After an agonizing wait that included me calling the infertility clinic at closing time to make sure they didn’t leave without telling me the results of my beta, my suspicions were confirmed.

Negative. Not a chemical, but entirely negative. Just like I thought it would be.

They called me a half hour after closing time, and I was freaking out the whole time thinking they’d forget to call me and go home for the day. But they called, and now I can move forward after what was definitely my worst two-week wait up to this point.

I always feel like my life is on hold during the two-week wait. For those unfamiliar with the two-week wait (2ww), that’s the length of time between ovulation (or embryo transfer, in the instance of IVF) and the time you can get an accurate result on a pregnancy test. You don’t know if you’re pregnant but you have to act like you are.

This most recent negative result has been the hardest one yet. I did everything I could possibly do to set up for success: acupuncture, massage, vitamins, relaxation, medicine, herbal supplements, bed rest, good diet.

Maybe I’m not supposed to have kids. But if that’s the case I start to think about whether there’s something so wrong with me that I shouldn’t have kids. I don’t think so, but doubts like that just creep in sometimes and there’s nothing you can do to stop them. I think if I was meant to have kids that I should have them by now. I just don’t know.

I need to schedule yet another post-IVF consult with my reproductive endocrinologist. I’m sort of mad at him, to be honest. I want a positive outcome and he hasn’t delivered, but I really believe he is performing to the best of his ability.I just don’t know how I’m going to know when to say enough is enough. I definitely think a break is in order right now, though.

I’m so disappointed. I had a really good feeling this time.

+++

> _Problems to work on_
[A] According to the blog post, how long after closing time did the clinic call with the beta result?
[B] Extract the part of the blog post between "They called me" and "like you are.", inclusive.
The items that follow have nothing to do with the blog post.

+++

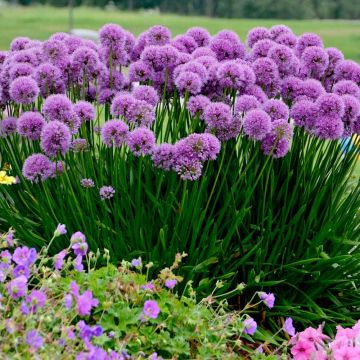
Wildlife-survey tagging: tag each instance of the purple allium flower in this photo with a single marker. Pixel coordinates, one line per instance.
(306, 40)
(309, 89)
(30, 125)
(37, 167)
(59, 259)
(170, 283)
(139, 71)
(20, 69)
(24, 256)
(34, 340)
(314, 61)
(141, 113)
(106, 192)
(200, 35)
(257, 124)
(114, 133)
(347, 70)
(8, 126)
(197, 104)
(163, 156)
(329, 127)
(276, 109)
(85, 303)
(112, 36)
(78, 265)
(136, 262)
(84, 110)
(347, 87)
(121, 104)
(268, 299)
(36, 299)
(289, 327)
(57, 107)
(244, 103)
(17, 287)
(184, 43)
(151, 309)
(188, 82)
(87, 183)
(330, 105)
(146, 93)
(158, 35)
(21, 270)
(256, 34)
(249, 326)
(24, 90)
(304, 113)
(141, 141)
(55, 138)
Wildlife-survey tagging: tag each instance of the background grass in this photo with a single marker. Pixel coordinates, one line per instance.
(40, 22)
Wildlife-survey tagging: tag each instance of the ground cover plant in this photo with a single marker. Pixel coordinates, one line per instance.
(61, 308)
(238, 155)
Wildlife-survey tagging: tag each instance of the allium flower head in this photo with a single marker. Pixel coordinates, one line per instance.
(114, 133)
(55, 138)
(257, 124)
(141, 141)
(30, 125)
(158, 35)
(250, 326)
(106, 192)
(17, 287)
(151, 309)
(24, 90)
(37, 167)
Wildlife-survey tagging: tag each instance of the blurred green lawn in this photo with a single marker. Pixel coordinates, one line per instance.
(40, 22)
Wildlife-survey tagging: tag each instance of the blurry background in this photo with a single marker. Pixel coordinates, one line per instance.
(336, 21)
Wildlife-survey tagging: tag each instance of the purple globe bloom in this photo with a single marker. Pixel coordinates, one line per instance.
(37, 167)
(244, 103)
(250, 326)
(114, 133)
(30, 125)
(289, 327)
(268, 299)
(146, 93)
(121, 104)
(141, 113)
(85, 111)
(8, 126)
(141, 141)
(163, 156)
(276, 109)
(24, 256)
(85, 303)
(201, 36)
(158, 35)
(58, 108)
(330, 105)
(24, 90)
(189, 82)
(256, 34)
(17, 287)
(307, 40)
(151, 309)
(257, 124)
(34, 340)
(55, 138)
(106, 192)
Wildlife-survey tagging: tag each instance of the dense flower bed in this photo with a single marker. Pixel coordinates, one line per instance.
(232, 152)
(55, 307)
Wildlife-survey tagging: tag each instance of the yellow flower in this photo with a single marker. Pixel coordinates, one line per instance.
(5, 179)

+++

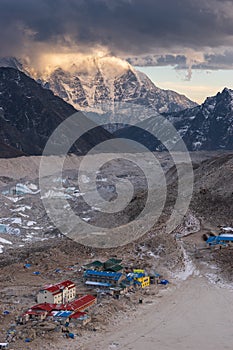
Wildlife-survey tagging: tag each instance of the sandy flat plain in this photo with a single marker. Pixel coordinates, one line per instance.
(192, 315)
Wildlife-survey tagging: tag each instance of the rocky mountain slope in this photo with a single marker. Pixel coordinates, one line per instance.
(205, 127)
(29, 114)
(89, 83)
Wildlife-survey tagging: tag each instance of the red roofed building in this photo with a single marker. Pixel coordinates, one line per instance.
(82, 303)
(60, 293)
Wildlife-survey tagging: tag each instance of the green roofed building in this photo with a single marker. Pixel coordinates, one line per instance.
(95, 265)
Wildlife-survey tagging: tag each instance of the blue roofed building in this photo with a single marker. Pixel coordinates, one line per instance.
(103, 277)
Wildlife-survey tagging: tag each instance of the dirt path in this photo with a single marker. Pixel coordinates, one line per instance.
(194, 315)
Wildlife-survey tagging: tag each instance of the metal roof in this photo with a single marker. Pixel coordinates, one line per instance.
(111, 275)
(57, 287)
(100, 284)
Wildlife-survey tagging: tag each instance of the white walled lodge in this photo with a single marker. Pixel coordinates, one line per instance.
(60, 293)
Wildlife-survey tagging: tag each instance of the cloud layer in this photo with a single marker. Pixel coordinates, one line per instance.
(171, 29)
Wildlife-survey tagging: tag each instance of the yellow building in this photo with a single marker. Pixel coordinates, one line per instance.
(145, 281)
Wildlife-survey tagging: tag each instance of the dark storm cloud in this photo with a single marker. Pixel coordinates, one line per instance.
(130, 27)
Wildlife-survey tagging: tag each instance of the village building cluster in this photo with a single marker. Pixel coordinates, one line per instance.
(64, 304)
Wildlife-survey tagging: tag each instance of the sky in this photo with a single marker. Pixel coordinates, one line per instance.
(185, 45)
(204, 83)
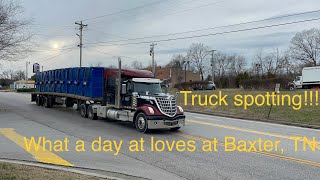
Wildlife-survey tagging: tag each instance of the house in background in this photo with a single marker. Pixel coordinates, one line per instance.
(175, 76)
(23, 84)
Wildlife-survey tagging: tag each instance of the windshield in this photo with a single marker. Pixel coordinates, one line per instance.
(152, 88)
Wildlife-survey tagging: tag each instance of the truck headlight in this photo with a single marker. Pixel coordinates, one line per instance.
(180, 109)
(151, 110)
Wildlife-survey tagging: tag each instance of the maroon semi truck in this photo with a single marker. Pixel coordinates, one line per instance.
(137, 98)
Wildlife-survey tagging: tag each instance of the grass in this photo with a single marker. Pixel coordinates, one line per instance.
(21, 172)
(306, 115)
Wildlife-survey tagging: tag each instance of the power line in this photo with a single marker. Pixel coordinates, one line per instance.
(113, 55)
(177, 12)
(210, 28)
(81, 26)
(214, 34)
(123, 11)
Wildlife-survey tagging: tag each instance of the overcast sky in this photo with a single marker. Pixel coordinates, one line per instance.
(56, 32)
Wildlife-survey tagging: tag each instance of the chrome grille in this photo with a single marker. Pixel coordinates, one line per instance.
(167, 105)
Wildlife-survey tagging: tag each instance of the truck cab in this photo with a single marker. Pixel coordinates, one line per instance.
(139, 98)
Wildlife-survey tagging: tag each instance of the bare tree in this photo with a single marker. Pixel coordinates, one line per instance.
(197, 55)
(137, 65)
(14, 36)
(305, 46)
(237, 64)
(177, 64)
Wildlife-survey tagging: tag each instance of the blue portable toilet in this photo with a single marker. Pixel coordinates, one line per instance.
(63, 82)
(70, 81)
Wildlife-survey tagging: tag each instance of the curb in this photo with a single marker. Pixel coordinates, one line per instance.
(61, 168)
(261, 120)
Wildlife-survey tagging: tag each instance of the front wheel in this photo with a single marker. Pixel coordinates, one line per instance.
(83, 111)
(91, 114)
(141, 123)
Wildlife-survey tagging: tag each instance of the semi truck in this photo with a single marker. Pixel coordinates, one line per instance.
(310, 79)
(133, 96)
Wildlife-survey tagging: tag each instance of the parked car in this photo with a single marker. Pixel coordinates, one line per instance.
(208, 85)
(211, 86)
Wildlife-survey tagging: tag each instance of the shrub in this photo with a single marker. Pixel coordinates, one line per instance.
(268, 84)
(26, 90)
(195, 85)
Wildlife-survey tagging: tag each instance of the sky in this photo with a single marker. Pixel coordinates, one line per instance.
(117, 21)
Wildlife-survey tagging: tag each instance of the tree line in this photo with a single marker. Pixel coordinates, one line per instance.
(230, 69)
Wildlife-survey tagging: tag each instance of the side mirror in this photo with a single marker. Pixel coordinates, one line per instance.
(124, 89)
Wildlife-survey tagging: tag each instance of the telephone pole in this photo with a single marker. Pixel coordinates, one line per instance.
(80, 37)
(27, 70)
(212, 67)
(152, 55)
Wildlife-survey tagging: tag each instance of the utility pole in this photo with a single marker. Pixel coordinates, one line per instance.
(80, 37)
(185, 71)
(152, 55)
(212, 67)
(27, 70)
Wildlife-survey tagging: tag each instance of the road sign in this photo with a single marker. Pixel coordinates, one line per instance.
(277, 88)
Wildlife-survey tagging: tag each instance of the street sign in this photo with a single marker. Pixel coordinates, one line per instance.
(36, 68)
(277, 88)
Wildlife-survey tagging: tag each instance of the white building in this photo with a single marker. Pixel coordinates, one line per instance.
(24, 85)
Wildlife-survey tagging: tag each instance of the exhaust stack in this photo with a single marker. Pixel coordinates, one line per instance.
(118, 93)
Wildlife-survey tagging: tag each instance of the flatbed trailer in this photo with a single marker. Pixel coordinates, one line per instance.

+++

> _Results for the exercise_
[A] A half hour after closing time.

[B]
They called me a half hour after closing time, and I was freaking out the whole time thinking they’d forget to call me and go home for the day. But they called, and now I can move forward after what was definitely my worst two-week wait up to this point.

I always feel like my life is on hold during the two-week wait. For those unfamiliar with the two-week wait (2ww), that’s the length of time between ovulation (or embryo transfer, in the instance of IVF) and the time you can get an accurate result on a pregnancy test. You don’t know if you’re pregnant but you have to act like you are.